→ EXERCISE REQUIREMENTS
The answer must be a bare number: the count of lines below that contain "wolf".

# # # # #

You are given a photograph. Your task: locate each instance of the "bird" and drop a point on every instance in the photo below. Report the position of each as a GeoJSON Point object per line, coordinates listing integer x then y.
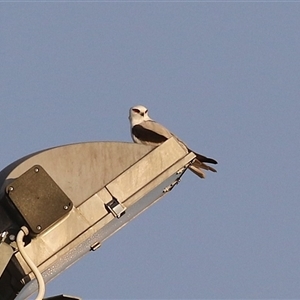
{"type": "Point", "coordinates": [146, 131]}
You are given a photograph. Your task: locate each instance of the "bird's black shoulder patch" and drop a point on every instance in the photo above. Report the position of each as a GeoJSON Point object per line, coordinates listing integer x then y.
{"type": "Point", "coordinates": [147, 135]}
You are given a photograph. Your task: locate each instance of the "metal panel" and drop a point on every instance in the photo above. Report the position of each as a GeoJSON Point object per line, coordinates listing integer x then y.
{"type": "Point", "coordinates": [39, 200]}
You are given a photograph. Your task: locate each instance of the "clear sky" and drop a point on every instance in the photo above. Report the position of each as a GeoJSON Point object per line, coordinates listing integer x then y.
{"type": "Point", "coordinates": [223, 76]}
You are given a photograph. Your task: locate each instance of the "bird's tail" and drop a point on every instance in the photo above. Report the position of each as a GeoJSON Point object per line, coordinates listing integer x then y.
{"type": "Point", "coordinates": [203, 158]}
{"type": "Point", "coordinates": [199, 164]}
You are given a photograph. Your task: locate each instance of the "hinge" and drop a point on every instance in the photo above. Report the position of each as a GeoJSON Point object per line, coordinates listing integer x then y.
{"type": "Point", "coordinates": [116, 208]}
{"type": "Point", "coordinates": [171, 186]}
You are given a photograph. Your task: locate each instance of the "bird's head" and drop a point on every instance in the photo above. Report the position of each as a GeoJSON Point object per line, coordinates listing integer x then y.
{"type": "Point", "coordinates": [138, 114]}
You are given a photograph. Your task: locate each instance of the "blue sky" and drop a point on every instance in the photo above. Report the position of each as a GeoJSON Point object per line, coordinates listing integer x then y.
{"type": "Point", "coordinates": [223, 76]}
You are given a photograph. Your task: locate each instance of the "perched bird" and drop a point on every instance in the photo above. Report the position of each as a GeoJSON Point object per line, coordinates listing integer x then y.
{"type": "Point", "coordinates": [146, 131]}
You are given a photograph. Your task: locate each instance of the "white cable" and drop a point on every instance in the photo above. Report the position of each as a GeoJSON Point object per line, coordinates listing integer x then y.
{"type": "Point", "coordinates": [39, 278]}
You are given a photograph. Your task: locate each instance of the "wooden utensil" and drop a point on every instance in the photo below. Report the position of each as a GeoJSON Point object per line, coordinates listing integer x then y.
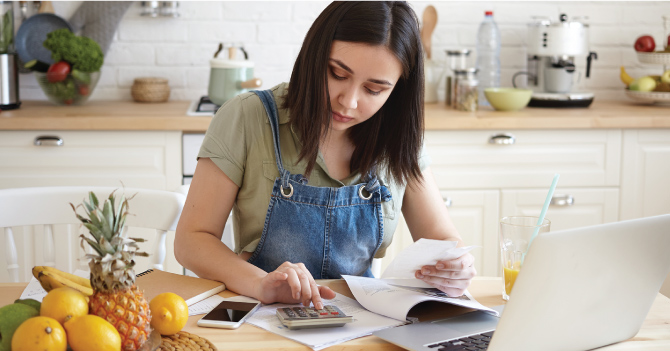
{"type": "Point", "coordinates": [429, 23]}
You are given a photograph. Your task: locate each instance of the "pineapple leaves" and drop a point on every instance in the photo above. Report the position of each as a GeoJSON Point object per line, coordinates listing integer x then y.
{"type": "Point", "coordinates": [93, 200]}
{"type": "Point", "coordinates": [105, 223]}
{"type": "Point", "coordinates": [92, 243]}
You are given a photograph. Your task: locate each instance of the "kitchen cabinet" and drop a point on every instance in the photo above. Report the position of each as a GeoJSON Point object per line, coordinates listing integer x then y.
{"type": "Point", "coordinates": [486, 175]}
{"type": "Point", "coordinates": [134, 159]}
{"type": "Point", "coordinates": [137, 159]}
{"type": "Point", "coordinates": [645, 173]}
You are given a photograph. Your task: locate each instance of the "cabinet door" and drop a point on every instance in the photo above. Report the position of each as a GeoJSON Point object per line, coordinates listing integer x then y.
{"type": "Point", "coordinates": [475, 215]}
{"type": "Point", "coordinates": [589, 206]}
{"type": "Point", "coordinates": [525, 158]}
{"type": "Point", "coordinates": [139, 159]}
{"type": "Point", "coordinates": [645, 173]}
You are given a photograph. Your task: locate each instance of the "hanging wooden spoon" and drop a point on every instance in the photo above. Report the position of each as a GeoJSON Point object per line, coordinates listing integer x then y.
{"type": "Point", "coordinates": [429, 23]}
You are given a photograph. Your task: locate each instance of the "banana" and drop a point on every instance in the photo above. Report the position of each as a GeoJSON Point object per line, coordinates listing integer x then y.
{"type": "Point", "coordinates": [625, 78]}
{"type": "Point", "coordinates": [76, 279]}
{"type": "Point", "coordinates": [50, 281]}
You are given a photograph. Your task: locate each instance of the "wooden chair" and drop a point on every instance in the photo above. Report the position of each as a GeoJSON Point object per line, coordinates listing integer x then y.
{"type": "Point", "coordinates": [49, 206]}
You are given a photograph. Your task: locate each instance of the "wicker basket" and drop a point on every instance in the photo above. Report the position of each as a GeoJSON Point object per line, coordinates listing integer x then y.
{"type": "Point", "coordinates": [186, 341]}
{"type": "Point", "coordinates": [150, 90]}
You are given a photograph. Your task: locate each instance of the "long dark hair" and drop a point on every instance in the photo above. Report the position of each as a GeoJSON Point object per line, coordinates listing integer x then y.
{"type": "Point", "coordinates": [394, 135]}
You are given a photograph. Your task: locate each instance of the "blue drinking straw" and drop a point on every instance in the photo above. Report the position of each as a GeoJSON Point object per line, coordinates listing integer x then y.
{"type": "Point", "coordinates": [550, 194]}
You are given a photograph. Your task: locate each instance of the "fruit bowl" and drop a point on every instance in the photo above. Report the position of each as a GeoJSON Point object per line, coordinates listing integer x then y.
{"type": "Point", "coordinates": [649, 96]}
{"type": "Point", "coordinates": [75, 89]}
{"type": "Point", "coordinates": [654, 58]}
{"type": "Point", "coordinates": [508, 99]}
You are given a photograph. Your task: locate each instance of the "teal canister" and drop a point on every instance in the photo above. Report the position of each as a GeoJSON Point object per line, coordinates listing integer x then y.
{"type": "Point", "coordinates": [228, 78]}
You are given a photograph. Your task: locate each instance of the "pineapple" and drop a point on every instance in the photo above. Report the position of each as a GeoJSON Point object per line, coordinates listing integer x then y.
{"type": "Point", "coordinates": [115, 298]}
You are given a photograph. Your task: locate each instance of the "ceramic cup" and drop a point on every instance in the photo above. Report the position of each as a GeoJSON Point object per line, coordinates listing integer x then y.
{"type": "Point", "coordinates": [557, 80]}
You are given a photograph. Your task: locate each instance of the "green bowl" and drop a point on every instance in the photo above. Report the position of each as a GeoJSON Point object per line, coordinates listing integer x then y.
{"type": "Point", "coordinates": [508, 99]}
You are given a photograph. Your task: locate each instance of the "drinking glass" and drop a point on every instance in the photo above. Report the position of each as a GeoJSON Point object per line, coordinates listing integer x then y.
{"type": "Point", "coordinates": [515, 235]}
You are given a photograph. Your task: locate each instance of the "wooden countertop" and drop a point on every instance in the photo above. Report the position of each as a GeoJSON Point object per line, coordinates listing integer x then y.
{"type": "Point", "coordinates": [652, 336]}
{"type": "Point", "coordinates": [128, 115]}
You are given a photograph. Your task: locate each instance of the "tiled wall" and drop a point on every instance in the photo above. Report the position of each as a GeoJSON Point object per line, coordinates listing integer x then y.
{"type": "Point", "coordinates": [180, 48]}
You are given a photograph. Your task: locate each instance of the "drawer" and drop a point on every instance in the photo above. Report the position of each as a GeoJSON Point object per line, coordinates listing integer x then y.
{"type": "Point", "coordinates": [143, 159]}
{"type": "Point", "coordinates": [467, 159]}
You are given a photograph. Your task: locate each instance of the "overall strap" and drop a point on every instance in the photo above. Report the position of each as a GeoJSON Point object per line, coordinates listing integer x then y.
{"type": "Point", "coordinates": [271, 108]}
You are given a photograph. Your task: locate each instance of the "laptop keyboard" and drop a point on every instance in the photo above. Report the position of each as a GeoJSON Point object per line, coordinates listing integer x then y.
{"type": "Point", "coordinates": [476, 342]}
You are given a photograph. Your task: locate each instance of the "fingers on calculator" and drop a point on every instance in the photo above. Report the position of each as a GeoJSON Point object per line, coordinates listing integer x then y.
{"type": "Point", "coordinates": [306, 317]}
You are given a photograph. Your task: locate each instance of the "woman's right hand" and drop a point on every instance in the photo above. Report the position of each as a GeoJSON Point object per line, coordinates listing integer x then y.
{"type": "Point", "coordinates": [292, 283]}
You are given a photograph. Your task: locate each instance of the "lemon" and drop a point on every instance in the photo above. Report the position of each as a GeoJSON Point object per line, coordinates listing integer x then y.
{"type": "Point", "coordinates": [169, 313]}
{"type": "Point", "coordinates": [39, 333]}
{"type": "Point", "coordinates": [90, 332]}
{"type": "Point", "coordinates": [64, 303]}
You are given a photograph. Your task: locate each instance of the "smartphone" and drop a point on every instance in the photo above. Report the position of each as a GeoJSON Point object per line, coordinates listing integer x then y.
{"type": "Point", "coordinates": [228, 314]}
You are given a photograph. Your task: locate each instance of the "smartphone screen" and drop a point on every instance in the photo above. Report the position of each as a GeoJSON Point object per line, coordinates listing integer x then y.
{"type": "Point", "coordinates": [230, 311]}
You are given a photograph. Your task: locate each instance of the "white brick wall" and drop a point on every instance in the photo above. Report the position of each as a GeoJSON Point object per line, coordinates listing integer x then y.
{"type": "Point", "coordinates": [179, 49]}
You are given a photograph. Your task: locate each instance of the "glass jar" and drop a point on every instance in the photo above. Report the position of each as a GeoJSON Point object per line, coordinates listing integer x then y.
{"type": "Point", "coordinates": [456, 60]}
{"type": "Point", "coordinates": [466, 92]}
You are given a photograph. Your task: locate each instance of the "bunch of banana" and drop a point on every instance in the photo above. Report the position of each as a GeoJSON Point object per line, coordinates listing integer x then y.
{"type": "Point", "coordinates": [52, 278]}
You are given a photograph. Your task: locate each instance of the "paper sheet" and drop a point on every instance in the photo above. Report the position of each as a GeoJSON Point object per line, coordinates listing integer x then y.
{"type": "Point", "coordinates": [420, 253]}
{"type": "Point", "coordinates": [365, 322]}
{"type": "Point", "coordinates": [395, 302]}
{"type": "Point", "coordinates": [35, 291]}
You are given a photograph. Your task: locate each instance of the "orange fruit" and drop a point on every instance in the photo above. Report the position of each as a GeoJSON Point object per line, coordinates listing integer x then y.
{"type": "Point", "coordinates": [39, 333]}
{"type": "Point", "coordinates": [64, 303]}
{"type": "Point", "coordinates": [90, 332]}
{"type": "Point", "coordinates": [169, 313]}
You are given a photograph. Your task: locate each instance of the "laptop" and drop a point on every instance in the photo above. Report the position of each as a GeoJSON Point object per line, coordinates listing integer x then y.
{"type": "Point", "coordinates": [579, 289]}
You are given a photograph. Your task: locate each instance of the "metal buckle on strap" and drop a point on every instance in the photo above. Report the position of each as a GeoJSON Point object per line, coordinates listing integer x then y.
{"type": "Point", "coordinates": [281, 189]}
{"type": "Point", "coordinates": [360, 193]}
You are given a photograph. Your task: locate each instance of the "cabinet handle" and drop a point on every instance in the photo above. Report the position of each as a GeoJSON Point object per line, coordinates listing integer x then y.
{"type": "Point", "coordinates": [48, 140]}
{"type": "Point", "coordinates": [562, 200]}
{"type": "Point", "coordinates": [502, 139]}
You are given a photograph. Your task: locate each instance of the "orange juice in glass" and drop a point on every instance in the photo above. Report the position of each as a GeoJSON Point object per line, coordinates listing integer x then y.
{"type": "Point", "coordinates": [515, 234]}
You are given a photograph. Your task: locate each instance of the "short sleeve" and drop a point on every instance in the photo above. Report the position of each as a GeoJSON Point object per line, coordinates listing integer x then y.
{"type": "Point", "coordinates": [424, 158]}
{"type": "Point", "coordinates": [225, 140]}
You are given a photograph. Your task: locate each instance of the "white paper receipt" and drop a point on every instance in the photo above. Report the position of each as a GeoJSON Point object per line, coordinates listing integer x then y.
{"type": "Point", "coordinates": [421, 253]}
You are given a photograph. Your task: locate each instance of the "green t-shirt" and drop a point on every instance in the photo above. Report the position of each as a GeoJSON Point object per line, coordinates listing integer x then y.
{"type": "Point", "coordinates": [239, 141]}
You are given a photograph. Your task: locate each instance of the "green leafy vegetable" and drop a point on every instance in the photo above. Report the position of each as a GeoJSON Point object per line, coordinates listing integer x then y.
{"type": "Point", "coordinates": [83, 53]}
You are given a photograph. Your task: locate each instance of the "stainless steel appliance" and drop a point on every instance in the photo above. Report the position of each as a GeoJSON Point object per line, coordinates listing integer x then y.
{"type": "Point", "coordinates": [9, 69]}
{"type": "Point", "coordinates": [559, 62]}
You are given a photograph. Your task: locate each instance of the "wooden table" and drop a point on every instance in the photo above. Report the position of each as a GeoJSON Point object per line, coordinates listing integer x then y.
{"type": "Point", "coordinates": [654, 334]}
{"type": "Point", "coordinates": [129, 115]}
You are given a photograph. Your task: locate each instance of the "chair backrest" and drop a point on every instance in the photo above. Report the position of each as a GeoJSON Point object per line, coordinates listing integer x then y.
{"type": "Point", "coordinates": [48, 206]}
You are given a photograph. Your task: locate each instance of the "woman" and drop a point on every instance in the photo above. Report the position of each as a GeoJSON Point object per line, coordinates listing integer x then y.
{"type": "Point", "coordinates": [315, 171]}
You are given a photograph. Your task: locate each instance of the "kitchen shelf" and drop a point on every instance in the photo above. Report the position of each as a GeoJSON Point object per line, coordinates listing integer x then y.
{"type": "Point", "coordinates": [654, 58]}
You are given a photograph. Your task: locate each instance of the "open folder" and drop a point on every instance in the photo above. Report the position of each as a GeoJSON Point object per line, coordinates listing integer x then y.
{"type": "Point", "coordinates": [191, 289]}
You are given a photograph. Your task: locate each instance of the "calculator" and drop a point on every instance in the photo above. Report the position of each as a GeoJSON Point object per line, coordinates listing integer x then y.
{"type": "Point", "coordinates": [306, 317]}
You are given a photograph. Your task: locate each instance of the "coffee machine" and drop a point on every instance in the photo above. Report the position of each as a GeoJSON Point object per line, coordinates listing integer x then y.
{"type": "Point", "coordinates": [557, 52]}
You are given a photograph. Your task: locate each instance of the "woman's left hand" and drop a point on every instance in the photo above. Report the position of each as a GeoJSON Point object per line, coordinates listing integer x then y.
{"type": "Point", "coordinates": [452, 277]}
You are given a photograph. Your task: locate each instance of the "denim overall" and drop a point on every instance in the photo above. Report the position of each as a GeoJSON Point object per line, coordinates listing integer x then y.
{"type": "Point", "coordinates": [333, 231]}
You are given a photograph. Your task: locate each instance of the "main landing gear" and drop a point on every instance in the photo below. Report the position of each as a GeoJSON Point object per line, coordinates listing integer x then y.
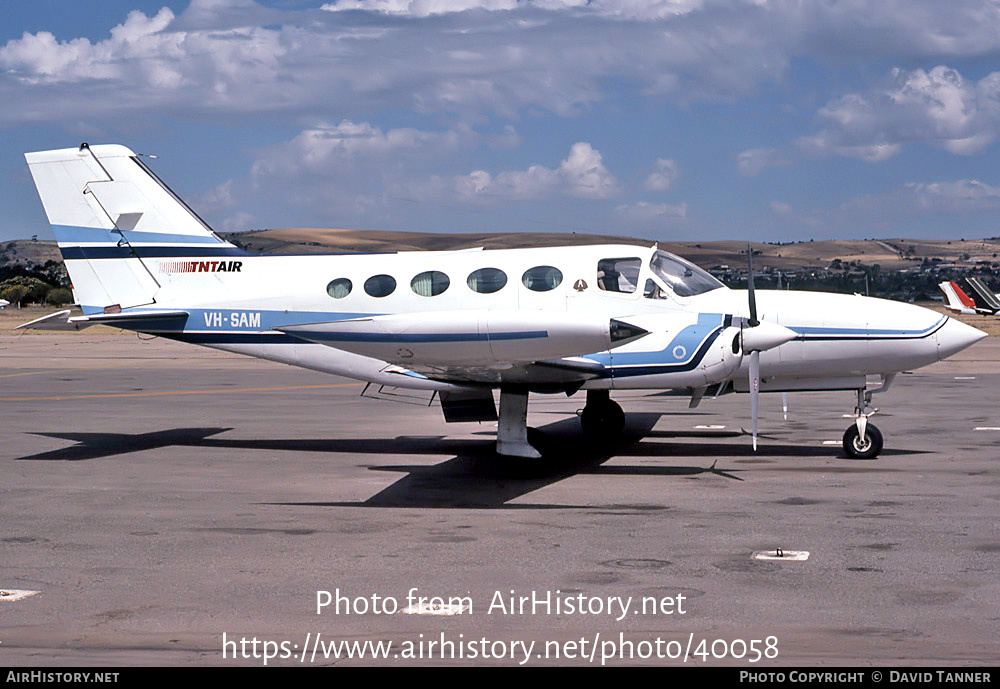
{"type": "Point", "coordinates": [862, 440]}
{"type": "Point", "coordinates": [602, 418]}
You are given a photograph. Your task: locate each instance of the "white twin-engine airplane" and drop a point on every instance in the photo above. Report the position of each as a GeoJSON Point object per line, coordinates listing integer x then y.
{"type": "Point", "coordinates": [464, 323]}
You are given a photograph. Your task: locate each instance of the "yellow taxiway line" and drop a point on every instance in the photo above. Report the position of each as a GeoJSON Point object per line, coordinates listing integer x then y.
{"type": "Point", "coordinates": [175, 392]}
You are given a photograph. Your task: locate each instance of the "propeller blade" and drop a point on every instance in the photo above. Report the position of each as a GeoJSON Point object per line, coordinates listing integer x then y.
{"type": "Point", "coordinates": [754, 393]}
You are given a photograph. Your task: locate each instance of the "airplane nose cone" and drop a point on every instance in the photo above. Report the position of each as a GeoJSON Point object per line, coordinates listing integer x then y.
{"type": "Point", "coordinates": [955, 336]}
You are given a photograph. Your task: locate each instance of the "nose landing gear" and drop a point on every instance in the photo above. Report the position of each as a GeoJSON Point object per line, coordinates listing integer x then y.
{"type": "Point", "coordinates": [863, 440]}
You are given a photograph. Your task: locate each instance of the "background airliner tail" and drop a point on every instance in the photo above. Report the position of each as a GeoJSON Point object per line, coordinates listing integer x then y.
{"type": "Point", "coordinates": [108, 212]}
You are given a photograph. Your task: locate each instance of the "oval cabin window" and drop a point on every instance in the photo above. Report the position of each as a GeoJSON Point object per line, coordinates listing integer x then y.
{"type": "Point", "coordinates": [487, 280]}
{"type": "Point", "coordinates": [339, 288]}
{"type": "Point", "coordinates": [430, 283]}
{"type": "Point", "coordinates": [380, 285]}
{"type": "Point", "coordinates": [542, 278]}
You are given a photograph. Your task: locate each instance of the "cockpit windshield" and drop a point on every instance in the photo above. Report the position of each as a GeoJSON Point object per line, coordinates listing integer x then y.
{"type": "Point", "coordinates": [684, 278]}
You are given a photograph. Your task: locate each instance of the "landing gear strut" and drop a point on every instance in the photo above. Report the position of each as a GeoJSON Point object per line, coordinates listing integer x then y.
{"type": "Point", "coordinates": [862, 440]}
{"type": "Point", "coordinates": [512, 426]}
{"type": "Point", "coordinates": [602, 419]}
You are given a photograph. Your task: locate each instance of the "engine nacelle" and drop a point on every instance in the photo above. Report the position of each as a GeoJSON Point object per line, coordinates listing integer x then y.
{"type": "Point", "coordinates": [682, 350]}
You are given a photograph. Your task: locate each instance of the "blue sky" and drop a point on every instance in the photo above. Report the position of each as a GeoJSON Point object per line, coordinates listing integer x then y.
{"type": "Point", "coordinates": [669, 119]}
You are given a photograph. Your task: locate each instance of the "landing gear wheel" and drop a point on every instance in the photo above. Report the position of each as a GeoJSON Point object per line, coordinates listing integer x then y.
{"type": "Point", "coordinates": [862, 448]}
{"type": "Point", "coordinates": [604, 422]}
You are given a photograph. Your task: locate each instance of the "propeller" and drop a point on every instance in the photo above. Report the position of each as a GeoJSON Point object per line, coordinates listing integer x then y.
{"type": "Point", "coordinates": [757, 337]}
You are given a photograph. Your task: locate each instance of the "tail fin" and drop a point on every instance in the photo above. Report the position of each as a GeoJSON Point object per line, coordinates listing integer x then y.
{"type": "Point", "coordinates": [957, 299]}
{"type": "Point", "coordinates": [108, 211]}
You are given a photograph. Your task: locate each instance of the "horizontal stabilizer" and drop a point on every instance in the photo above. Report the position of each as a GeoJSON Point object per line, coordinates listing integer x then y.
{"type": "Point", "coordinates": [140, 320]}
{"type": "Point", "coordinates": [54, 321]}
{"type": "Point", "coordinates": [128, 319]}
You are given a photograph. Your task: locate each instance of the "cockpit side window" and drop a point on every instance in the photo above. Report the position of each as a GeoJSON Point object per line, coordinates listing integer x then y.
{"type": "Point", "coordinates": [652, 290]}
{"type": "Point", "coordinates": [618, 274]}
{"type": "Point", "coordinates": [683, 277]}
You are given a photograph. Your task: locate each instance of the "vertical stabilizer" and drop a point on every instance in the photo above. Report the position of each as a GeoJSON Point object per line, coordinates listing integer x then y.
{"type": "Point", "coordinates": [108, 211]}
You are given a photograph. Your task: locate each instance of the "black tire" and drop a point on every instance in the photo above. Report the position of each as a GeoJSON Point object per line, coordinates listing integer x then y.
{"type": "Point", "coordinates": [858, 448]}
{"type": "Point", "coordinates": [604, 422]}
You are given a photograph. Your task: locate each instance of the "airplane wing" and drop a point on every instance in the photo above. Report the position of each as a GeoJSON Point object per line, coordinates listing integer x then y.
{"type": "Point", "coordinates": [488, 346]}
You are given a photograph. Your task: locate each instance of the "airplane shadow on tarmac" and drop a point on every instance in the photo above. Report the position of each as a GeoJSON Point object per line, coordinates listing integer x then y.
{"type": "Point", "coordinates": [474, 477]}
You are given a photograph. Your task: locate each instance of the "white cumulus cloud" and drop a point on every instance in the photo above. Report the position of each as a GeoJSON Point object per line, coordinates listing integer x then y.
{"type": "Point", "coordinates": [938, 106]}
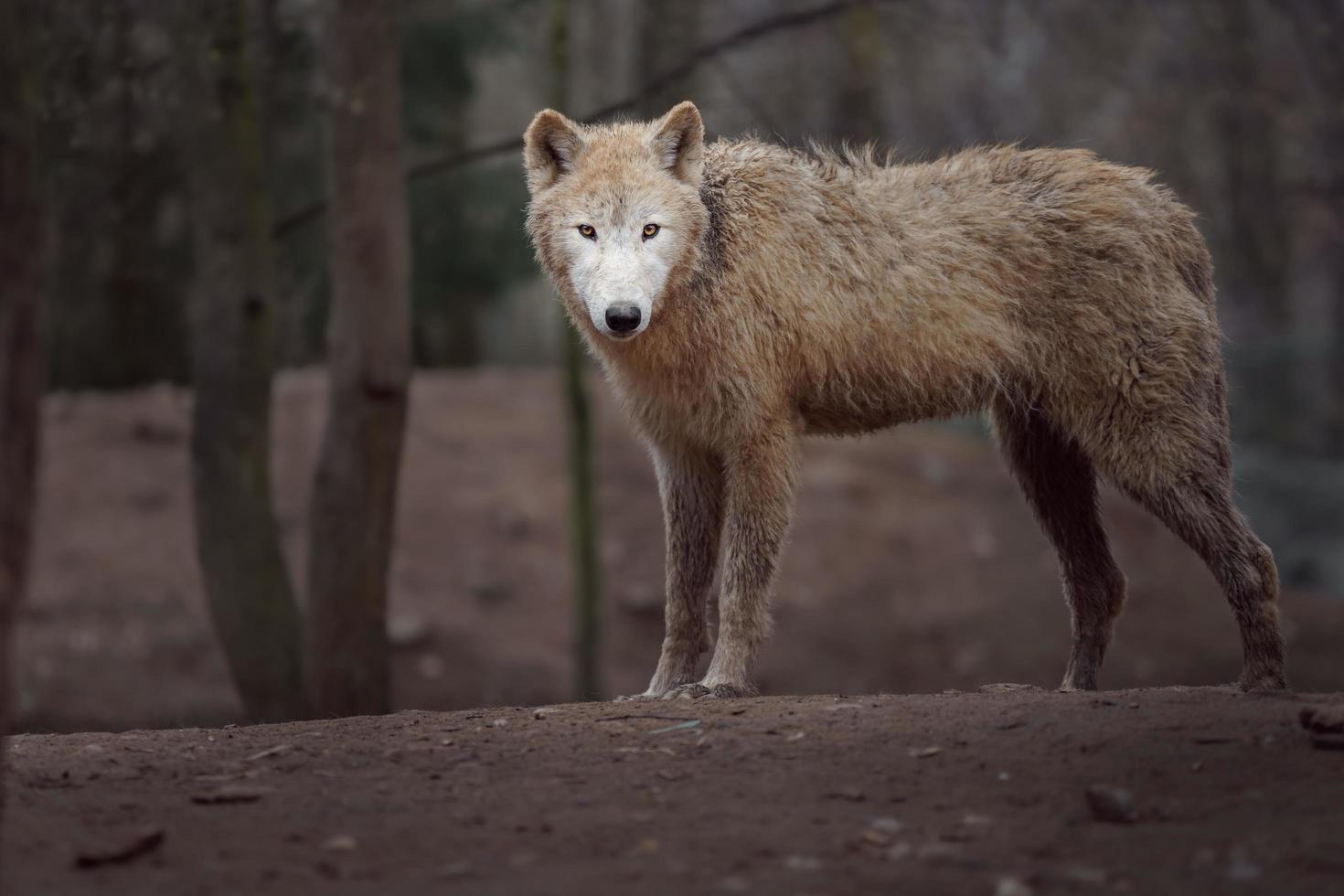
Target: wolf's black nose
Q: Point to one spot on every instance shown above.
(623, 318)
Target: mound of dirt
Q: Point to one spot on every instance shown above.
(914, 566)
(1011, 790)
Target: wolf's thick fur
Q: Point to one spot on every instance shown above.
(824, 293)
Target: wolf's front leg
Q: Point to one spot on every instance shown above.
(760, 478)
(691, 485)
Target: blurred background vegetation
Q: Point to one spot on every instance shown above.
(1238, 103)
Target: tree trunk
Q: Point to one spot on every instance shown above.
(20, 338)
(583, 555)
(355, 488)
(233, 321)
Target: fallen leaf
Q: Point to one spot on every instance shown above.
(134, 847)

# # # # #

→ SOLUTION TO THE PROBLEM
3